#### [Solicitud]
Copia sin ningún cambio las líneas que empiezan en la que contiene "target: us air force star insignia" y siguen hasta la que contiene "442 674 L 450", incluidas ambas.

#### [Filas proporcionadas]
• • • • •
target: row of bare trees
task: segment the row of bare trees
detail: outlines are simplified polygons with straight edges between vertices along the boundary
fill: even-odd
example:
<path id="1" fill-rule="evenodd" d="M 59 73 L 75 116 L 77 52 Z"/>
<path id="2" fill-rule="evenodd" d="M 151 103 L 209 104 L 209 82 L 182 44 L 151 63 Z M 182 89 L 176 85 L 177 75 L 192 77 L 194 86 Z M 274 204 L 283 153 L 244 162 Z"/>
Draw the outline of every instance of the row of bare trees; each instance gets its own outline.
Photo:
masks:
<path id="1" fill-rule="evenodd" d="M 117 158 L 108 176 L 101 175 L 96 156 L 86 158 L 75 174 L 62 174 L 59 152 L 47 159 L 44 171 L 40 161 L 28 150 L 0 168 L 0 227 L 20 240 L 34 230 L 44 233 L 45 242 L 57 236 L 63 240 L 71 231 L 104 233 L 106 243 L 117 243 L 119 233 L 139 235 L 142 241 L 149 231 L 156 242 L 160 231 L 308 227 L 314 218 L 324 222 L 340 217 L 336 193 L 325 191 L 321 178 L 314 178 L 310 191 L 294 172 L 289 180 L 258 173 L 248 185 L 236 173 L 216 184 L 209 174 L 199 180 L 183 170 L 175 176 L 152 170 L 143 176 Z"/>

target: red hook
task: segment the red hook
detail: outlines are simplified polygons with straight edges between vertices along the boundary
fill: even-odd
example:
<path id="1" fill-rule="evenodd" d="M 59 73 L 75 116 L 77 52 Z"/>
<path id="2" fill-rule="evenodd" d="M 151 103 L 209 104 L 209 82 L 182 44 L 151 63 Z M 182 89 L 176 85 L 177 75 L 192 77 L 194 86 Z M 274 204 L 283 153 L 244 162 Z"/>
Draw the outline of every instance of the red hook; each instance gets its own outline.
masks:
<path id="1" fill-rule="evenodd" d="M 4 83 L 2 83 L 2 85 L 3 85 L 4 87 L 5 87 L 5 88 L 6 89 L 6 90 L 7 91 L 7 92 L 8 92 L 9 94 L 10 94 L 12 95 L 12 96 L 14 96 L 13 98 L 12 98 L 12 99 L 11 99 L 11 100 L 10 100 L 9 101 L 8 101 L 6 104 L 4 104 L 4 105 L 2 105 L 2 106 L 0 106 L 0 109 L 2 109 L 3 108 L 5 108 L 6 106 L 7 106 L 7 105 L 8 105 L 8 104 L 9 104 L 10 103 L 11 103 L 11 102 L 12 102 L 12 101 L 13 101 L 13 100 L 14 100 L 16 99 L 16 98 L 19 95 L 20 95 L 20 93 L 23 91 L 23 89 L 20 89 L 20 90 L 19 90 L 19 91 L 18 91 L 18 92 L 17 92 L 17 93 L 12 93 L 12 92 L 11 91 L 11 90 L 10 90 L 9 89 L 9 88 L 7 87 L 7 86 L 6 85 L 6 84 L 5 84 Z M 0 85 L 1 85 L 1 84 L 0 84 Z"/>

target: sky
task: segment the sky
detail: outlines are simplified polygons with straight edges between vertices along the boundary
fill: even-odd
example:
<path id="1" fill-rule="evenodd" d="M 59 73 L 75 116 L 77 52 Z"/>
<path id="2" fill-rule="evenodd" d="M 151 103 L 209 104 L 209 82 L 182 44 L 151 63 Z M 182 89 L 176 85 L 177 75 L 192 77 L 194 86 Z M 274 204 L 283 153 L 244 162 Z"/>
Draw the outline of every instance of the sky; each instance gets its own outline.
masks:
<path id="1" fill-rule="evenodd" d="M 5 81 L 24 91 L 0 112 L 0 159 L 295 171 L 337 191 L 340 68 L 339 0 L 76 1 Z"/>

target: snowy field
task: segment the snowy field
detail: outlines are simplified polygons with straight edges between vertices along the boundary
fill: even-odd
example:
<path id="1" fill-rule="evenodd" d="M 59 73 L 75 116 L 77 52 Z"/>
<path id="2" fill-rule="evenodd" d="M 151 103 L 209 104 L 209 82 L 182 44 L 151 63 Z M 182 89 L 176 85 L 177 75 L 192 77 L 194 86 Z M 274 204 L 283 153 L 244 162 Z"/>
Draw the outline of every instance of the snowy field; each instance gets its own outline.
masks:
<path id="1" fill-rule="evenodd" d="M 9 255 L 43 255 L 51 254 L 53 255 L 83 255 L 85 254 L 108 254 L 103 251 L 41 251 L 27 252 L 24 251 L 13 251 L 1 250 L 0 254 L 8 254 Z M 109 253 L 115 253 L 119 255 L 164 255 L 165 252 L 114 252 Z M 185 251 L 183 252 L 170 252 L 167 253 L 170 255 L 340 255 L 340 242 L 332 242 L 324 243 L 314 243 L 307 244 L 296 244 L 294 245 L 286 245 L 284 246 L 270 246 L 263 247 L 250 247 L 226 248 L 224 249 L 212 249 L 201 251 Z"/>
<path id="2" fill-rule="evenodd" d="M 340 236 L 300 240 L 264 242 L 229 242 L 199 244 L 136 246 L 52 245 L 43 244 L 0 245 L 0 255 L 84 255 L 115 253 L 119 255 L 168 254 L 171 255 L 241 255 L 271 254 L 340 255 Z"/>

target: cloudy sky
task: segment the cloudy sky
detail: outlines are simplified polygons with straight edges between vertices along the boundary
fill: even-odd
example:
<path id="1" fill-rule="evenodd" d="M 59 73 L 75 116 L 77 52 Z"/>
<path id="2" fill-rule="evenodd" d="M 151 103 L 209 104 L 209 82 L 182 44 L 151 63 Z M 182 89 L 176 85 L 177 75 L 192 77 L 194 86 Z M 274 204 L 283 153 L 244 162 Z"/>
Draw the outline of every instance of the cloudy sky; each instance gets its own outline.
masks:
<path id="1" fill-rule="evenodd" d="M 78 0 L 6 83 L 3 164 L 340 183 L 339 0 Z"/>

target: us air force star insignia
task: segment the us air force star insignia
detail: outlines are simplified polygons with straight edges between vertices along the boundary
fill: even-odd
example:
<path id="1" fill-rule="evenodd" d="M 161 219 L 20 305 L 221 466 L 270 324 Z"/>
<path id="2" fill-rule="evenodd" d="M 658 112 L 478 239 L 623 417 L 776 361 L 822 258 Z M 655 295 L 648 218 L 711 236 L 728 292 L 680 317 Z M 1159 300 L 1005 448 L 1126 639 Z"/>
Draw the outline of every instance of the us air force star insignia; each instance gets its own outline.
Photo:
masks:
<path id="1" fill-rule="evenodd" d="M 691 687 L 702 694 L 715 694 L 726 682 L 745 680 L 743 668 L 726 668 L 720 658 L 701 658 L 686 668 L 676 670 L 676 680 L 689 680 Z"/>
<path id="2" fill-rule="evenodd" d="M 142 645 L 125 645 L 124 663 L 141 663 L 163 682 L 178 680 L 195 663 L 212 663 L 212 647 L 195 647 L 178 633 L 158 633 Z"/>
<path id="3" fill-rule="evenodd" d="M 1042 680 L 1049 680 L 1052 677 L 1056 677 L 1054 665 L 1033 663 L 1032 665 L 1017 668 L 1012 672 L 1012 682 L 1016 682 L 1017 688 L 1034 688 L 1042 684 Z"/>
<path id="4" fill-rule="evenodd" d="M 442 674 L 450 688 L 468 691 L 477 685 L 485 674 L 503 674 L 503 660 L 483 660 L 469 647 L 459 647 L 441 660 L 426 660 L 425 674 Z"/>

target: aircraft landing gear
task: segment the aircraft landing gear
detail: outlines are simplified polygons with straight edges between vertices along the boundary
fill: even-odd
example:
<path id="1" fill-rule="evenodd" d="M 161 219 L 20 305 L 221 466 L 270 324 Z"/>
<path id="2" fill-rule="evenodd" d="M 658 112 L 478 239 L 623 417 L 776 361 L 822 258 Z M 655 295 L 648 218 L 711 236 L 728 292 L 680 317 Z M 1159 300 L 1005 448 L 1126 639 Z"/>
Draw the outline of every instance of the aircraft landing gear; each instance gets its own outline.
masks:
• • • • •
#### [Solución del ejercicio]
target: us air force star insignia
task: segment the us air force star insignia
detail: outlines are simplified polygons with straight edges between vertices along the boundary
fill: even-odd
example:
<path id="1" fill-rule="evenodd" d="M 161 219 L 20 305 L 221 466 L 270 324 Z"/>
<path id="2" fill-rule="evenodd" d="M 658 112 L 478 239 L 623 417 L 776 361 L 822 258 Z M 655 295 L 648 218 L 711 236 L 728 292 L 680 317 Z M 1159 300 L 1005 448 L 1126 639 Z"/>
Draw the outline of every instance of the us air force star insignia; each instance gets its own outline.
Photo:
masks:
<path id="1" fill-rule="evenodd" d="M 691 687 L 702 694 L 715 694 L 726 682 L 745 680 L 743 668 L 726 668 L 720 658 L 701 658 L 686 668 L 676 670 L 676 680 L 689 680 Z"/>
<path id="2" fill-rule="evenodd" d="M 142 645 L 125 645 L 124 663 L 141 663 L 163 682 L 178 680 L 195 663 L 212 663 L 212 647 L 195 647 L 178 633 L 158 633 Z"/>
<path id="3" fill-rule="evenodd" d="M 1042 680 L 1049 680 L 1052 677 L 1056 677 L 1054 665 L 1033 663 L 1032 665 L 1017 668 L 1012 672 L 1012 682 L 1016 682 L 1017 688 L 1034 688 L 1042 684 Z"/>
<path id="4" fill-rule="evenodd" d="M 442 674 L 450 688 L 468 691 L 477 685 L 485 674 L 503 674 L 503 660 L 483 660 L 469 647 L 459 647 L 441 660 L 426 660 L 425 674 Z"/>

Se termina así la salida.